→ Stated exercise: Retype only what runs from the line that contains "of the garden" through the last line of the listing below, both lines included.

[Coordinate annotation entries]
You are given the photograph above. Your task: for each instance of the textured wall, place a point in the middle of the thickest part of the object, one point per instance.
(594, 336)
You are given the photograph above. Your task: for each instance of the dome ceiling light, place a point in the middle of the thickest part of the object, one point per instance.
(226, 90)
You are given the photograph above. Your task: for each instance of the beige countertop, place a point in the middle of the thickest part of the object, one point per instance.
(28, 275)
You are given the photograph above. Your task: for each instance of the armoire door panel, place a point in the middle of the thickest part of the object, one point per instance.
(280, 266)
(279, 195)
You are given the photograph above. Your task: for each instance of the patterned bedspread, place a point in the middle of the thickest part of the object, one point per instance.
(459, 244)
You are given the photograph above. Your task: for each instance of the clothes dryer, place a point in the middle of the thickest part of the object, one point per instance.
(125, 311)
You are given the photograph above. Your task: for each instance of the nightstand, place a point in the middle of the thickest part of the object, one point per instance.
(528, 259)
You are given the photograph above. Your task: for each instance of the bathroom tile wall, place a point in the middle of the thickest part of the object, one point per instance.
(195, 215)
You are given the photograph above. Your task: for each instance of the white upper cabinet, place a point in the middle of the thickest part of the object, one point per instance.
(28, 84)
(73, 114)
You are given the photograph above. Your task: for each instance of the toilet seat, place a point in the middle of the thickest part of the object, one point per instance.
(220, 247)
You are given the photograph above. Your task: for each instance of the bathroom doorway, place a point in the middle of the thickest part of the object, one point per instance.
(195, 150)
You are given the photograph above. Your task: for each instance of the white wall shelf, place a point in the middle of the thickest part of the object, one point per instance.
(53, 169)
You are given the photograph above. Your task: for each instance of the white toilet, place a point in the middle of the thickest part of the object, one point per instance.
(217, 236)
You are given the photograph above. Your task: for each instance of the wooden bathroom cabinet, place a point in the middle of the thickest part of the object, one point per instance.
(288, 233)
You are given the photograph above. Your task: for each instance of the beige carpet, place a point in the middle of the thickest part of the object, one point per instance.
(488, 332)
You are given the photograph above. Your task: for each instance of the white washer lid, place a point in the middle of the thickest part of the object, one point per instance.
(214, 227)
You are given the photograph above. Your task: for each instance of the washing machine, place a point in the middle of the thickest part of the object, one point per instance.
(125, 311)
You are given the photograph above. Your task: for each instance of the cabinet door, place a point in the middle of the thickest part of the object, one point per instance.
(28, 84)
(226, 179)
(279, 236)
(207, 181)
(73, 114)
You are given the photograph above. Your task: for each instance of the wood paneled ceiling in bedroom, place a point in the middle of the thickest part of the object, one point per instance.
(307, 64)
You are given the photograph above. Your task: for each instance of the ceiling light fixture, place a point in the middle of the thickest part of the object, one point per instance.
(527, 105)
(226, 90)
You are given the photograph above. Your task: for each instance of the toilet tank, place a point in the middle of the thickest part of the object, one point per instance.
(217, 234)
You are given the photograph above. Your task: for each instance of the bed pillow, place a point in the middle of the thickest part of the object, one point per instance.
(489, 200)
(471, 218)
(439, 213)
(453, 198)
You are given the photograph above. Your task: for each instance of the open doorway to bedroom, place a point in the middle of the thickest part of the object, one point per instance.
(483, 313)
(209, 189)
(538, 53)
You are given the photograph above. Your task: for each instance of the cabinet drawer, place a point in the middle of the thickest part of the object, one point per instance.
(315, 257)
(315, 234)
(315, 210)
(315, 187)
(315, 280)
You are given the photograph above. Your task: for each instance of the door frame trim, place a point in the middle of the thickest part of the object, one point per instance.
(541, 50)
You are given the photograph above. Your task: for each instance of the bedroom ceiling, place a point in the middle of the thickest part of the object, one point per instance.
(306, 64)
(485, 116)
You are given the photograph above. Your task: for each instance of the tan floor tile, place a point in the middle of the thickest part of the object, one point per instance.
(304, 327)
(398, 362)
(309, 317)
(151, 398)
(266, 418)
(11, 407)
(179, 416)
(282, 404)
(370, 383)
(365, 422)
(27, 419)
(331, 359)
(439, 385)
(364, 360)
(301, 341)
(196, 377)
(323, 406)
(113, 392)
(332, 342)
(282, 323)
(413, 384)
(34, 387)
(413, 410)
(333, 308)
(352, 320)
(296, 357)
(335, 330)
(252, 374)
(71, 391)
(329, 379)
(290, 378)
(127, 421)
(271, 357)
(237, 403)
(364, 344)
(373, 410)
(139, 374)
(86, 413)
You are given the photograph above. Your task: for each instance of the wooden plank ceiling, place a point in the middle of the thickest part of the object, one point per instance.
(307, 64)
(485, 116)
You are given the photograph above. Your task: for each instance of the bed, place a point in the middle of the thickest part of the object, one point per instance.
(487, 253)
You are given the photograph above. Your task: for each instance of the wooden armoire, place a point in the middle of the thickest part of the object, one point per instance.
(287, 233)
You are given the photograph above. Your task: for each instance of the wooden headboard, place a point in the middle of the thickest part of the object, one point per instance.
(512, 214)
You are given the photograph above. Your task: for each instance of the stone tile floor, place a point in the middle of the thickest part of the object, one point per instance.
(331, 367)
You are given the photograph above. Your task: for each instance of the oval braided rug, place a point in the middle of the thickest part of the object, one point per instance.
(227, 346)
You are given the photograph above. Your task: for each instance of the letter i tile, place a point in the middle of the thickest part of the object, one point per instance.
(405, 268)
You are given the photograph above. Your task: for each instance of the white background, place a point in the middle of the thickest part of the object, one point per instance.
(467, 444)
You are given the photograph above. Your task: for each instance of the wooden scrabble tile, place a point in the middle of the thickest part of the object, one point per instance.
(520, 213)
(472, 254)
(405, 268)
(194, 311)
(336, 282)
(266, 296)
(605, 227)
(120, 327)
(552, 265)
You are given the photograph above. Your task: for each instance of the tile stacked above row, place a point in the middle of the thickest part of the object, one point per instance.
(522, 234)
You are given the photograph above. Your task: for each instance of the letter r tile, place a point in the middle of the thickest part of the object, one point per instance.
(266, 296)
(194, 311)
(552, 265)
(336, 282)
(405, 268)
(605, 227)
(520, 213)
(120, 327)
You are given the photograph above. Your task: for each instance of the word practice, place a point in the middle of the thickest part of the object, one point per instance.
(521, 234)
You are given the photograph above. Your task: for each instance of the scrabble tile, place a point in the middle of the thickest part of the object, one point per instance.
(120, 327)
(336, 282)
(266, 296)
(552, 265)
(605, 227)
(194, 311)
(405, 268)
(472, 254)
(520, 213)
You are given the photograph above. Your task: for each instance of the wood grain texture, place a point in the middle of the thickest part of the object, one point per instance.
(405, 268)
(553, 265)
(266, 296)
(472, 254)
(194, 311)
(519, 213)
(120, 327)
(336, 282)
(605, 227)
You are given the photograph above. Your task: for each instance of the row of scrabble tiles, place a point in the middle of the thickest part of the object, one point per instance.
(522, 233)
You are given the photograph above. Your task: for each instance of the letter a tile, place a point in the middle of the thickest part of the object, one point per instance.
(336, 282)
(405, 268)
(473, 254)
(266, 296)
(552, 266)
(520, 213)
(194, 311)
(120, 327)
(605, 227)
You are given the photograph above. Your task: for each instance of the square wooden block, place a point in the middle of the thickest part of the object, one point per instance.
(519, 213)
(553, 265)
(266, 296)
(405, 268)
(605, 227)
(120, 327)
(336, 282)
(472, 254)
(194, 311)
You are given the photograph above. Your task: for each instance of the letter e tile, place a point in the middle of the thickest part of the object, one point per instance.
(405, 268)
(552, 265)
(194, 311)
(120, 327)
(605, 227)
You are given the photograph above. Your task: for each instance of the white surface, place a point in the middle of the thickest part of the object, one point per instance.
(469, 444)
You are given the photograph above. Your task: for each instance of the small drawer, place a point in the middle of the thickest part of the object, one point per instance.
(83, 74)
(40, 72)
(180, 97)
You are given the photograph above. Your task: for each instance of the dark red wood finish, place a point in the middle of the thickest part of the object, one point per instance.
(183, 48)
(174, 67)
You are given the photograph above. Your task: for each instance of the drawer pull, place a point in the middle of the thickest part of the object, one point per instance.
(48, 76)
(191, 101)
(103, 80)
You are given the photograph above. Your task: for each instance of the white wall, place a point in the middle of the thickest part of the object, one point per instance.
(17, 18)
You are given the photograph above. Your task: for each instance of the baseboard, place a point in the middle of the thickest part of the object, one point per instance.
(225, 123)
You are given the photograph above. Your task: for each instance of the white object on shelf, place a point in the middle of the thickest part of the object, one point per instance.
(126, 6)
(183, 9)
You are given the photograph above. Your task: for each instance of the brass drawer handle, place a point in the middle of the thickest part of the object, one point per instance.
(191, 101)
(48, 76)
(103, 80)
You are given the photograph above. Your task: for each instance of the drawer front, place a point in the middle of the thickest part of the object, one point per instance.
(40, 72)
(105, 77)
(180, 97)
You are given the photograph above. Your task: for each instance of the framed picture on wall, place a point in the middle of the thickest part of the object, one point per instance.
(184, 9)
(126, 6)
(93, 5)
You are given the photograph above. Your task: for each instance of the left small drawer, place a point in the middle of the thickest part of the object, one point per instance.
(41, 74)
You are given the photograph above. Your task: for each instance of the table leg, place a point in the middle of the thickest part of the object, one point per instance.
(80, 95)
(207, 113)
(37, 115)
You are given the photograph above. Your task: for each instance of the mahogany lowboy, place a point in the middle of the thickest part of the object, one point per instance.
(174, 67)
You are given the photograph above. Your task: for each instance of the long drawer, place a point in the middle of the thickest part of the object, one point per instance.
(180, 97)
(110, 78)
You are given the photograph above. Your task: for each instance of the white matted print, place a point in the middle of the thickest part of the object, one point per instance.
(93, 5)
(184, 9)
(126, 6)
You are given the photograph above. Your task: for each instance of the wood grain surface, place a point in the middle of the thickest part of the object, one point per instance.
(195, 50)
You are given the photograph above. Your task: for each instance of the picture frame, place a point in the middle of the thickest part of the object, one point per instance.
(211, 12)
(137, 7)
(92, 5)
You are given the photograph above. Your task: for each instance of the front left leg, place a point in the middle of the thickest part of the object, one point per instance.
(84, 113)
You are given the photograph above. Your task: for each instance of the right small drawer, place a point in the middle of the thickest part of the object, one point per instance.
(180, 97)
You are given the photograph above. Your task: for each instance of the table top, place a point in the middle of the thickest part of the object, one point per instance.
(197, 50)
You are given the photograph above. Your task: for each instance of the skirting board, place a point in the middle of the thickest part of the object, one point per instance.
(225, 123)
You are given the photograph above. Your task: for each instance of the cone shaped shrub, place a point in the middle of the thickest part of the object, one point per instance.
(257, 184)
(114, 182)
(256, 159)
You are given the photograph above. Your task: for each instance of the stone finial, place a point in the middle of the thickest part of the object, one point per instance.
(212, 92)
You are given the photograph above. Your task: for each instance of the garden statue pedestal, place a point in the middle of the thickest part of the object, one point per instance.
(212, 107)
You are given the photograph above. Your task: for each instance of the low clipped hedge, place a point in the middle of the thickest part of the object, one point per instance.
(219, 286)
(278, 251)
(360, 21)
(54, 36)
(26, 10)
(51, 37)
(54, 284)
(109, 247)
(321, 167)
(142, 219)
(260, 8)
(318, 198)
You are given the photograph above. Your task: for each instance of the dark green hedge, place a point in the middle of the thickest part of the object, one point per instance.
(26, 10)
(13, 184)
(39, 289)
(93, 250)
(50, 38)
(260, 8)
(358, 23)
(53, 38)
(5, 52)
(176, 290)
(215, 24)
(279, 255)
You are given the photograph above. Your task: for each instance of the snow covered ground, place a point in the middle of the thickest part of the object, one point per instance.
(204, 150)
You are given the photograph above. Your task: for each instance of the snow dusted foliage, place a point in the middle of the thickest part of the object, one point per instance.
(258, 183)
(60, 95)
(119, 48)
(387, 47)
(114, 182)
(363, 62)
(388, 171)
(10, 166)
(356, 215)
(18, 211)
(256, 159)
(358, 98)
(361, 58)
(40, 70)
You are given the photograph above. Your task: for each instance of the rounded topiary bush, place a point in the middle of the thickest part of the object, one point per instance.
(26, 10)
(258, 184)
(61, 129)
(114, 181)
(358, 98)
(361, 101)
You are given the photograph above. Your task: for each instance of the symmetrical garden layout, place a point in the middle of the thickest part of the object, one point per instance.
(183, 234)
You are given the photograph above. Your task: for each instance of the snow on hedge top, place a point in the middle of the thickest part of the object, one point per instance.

→ Full solution:
You are given the photograph above. Your task: for each instance of the garden statue pedestal, place a point in the middle of the thickest part of the object, one point per instance.
(212, 107)
You are given the photograph above. Your task: for each instance of the low clipped hedge, place a point in the middle of the thickest part of the object, one point per instance.
(219, 286)
(278, 251)
(360, 21)
(54, 36)
(26, 10)
(51, 37)
(54, 284)
(109, 247)
(321, 167)
(142, 219)
(260, 8)
(318, 198)
You are given the photograph above. Your task: for each instance of the dark green hedge, place a point in the middle of the thickest part of the object, one point per instance.
(26, 10)
(13, 184)
(39, 289)
(93, 250)
(50, 38)
(260, 8)
(358, 23)
(53, 38)
(5, 52)
(176, 290)
(215, 24)
(279, 255)
You are given the photograph above. Your task: for each instance of the snow covered ground, place a point in the middle of the thickest part of the object, one point per instance.
(204, 150)
You are given the photograph above. Your task: for each instance of the snow dusted foliage, place a point in the middle of the thickest part of the object, one point per instance.
(258, 183)
(60, 95)
(119, 48)
(387, 47)
(114, 182)
(363, 62)
(388, 171)
(10, 166)
(356, 215)
(18, 211)
(256, 159)
(358, 98)
(361, 58)
(40, 70)
You are given the photograph above. Your task: for each instance of the rounded topiary bush, place a point in the middle of the thickest part of the object, one point per instance.
(26, 10)
(258, 184)
(61, 129)
(114, 181)
(358, 98)
(361, 101)
You are given the photograph above. Your task: for each instance of the symmetrical garden layout, place a point in the middle of the thickest part of the object, one point per instance.
(183, 234)
You are given the photograph above. Your task: for each instance of the snow on hedge top, place a point in the middle of the thickest part of the object, one point per instance.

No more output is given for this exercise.